→ TRAVAIL À FAIRE
Extrayez mot pour mot du document sur le pacifisme du Parti communiste en 1940 le passage qui commence à "Pour justifier cette" et s'achève à "à l'été 1940.".

→ DOCUMENT
=====

De plus, toujours dans le but de montrer que seul le projet pacifiste du Parti communiste est légitime, l'Humanité plaide pour une "paix équitable" ou encore une "paix véritable" par opposition à une paix inéquitable ou à une fausse paix négociée par le Maréchal Pétain.

Enfin, par son contenu, cet article est en totale conformité avec le projet défendu par les communistes depuis le début du conflit à savoir la Paix par la Révolution socialiste ("LA PAIX C'EST LE SOCIALISME").


Appel du PCF

A la fin de juillet 1940, soit un mois après la signature de l'armistice franco-allemand, le Parti communiste clandestin lance un Appel au "Peuple de France".

Signé "Au nom du Comité Central du Parti Communiste Français" par Maurice Thorez et Jacques Duclos, secrétaire général et secrétaire du PCF, cet appel est un véritable plaidoyer pour la constitution... d'un Gouvernement de Paix communiste.

Pour justifier cette revendication et en même temps marquer la différence entre son projet pacifiste et celui du Maréchal Pétain, le Parti communiste affirme que seuls les communistes sont en mesure de négocier avec Hitler une "Paix dans l’indépendance complète et réelle de la France" ou encore "une paix véritable" car "seuls, les Communistes ont lutté contre la guerre".

Un dernier élément, cet appel est le tract le plus important diffusé par les communistes à l'été 1940.

=====

→ DONNÉES AFFICHÉES

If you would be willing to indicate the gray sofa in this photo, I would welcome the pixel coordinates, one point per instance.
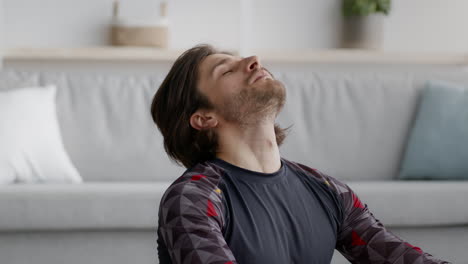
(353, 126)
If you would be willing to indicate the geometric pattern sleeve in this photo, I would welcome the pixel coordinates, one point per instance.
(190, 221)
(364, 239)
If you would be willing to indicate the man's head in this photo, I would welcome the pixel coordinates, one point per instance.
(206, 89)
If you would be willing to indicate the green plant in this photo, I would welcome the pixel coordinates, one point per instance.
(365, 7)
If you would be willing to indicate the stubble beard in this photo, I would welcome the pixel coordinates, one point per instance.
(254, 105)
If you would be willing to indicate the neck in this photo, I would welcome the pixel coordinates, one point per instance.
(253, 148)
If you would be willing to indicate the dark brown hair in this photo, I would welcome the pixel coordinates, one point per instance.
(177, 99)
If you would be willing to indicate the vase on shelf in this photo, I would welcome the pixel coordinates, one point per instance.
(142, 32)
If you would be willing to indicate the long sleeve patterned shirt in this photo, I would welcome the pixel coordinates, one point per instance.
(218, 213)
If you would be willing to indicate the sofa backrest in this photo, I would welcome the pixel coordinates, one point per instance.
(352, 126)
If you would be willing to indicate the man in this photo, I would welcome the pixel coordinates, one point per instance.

=====

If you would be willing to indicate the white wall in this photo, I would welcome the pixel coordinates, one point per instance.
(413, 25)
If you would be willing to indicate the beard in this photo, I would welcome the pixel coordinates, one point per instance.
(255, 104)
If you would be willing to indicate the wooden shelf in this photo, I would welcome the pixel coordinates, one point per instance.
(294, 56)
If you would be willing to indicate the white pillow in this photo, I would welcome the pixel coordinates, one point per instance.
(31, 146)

=====

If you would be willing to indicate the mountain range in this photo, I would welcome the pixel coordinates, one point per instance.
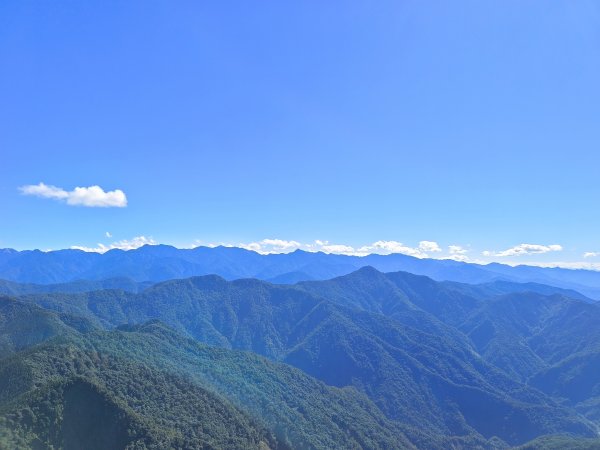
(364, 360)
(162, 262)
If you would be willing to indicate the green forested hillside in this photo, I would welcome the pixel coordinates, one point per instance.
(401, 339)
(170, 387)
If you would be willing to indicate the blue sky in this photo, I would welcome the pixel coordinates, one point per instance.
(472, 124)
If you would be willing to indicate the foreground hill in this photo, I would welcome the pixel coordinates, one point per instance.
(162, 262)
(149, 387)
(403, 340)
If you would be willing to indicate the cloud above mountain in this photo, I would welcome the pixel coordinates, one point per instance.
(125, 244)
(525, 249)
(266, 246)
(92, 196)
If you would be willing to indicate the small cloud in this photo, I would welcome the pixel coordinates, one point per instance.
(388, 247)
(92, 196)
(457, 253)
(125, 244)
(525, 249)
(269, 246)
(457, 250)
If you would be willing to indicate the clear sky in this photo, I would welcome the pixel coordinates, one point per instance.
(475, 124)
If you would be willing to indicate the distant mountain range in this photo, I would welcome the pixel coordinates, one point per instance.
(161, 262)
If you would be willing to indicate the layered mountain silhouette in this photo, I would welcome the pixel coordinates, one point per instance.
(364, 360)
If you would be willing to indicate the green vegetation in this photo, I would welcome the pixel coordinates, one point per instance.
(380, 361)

=====

→ RÉPONSE ATTENDUE
Pour justifier cette revendication et en même temps marquer la différence entre son projet pacifiste et celui du Maréchal Pétain, le Parti communiste affirme que seuls les communistes sont en mesure de négocier avec Hitler une "Paix dans l’indépendance complète et réelle de la France" ou encore "une paix véritable" car "seuls, les Communistes ont lutté contre la guerre".

Un dernier élément, cet appel est le tract le plus important diffusé par les communistes à l'été 1940.